#### Extracted records

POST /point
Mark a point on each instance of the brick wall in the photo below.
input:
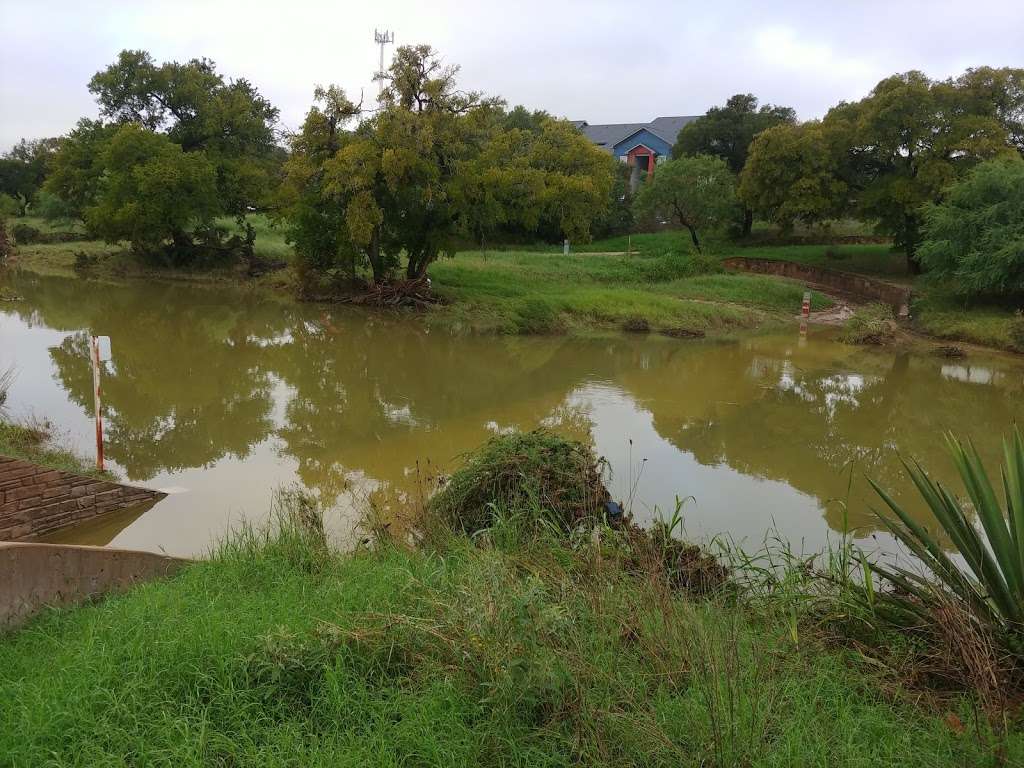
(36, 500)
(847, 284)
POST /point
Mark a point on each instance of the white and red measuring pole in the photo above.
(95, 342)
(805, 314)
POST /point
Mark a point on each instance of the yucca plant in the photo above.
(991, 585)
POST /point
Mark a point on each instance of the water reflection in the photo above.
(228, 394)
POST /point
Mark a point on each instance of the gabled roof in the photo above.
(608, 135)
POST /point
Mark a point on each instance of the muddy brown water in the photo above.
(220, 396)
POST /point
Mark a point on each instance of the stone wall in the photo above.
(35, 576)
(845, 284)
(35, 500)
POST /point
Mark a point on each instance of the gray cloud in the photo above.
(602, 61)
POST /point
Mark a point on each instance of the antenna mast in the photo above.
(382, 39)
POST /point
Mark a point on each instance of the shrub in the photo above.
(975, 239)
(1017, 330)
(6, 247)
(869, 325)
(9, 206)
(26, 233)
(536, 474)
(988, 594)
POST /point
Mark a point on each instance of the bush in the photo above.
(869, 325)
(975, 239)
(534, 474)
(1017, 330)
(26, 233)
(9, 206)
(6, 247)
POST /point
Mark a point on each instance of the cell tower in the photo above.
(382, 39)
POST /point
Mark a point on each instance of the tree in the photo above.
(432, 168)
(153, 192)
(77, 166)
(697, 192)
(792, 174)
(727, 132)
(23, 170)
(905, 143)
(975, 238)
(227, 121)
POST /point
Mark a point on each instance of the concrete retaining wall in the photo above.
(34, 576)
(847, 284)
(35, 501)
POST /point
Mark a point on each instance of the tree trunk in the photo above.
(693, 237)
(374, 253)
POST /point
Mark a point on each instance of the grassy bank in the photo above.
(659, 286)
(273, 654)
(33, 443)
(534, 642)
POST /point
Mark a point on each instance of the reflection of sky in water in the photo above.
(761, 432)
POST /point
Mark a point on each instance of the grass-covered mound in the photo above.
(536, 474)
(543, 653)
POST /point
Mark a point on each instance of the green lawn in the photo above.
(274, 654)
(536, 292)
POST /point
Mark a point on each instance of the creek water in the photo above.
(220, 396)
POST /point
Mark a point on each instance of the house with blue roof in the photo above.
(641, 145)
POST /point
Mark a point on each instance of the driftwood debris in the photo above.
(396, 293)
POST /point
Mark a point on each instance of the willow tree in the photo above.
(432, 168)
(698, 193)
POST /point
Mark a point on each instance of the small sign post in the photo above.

########

*Your goal*.
Return each record above as it stands. Pictures stay out.

*Problem solution*.
POST /point
Mark a point on each instance of the brick wall in the photo below.
input:
(36, 500)
(847, 284)
POST /point
Mark a point on each instance of the white and red measuring pole in the photo above.
(95, 342)
(805, 314)
POST /point
Mark a point on each instance of the yucca plant in the photo above.
(991, 585)
POST /point
Mark a point on each instance of the water reflection in the photo above.
(228, 394)
POST /point
Mark a point on each instance of the gabled roof in the photo above.
(608, 135)
POST /point
Mark a point on each instance of the muddy brown water in the photo above.
(220, 396)
POST /point
Mark a point on each instance of the stone wall in the photo above.
(35, 576)
(845, 284)
(35, 500)
POST /point
Mark a point on each instance of the gray cloud in the photo above.
(602, 61)
POST /point
Mark a point on each instance of the antenna mast in the photo above.
(382, 39)
POST /point
Mark a point on each instance of the shrub in the photo above.
(975, 239)
(1017, 330)
(6, 247)
(869, 325)
(9, 206)
(26, 233)
(536, 474)
(988, 594)
POST /point
Mark a point on each instance of the bush in the photo above.
(869, 325)
(975, 239)
(534, 474)
(1017, 330)
(26, 233)
(9, 206)
(6, 247)
POST /point
Mark a point on each instance of the cell tower in the photo above.
(382, 39)
POST /point
Mark a point on each instance of the tree in the photo above.
(432, 168)
(153, 192)
(77, 166)
(697, 192)
(792, 174)
(727, 132)
(23, 170)
(905, 143)
(975, 238)
(227, 121)
POST /point
Mark a point on each instance of the concrete retaining wall in the photo above.
(34, 576)
(847, 284)
(35, 501)
POST /point
Mark a point on each instance of the tree trunk in the photo above.
(693, 237)
(374, 253)
POST /point
Mark a point on each instance of the grassy bank in the photo above.
(659, 286)
(273, 654)
(33, 443)
(534, 642)
POST /point
Mark a point on each instance of the reflection of sky in water in the photo above.
(761, 432)
POST /point
Mark a point on each instance of the grass-covered mound in the photo above.
(536, 474)
(543, 653)
POST /point
Mark a point on each instance of the green lawn in the photo above.
(274, 654)
(536, 292)
POST /point
Mark a point on each instance of the creek water in the photo above.
(220, 396)
POST /point
Mark a point on each instance of the house with blue roof in the photo above.
(641, 145)
POST /point
Mark a point on each instance of the driftwood debris in the photo above.
(396, 293)
POST /point
Mark a point on each instance of the willow tree in the photo above.
(432, 168)
(698, 193)
POST /point
Mark a point on each instance of the small sign post in the photo above.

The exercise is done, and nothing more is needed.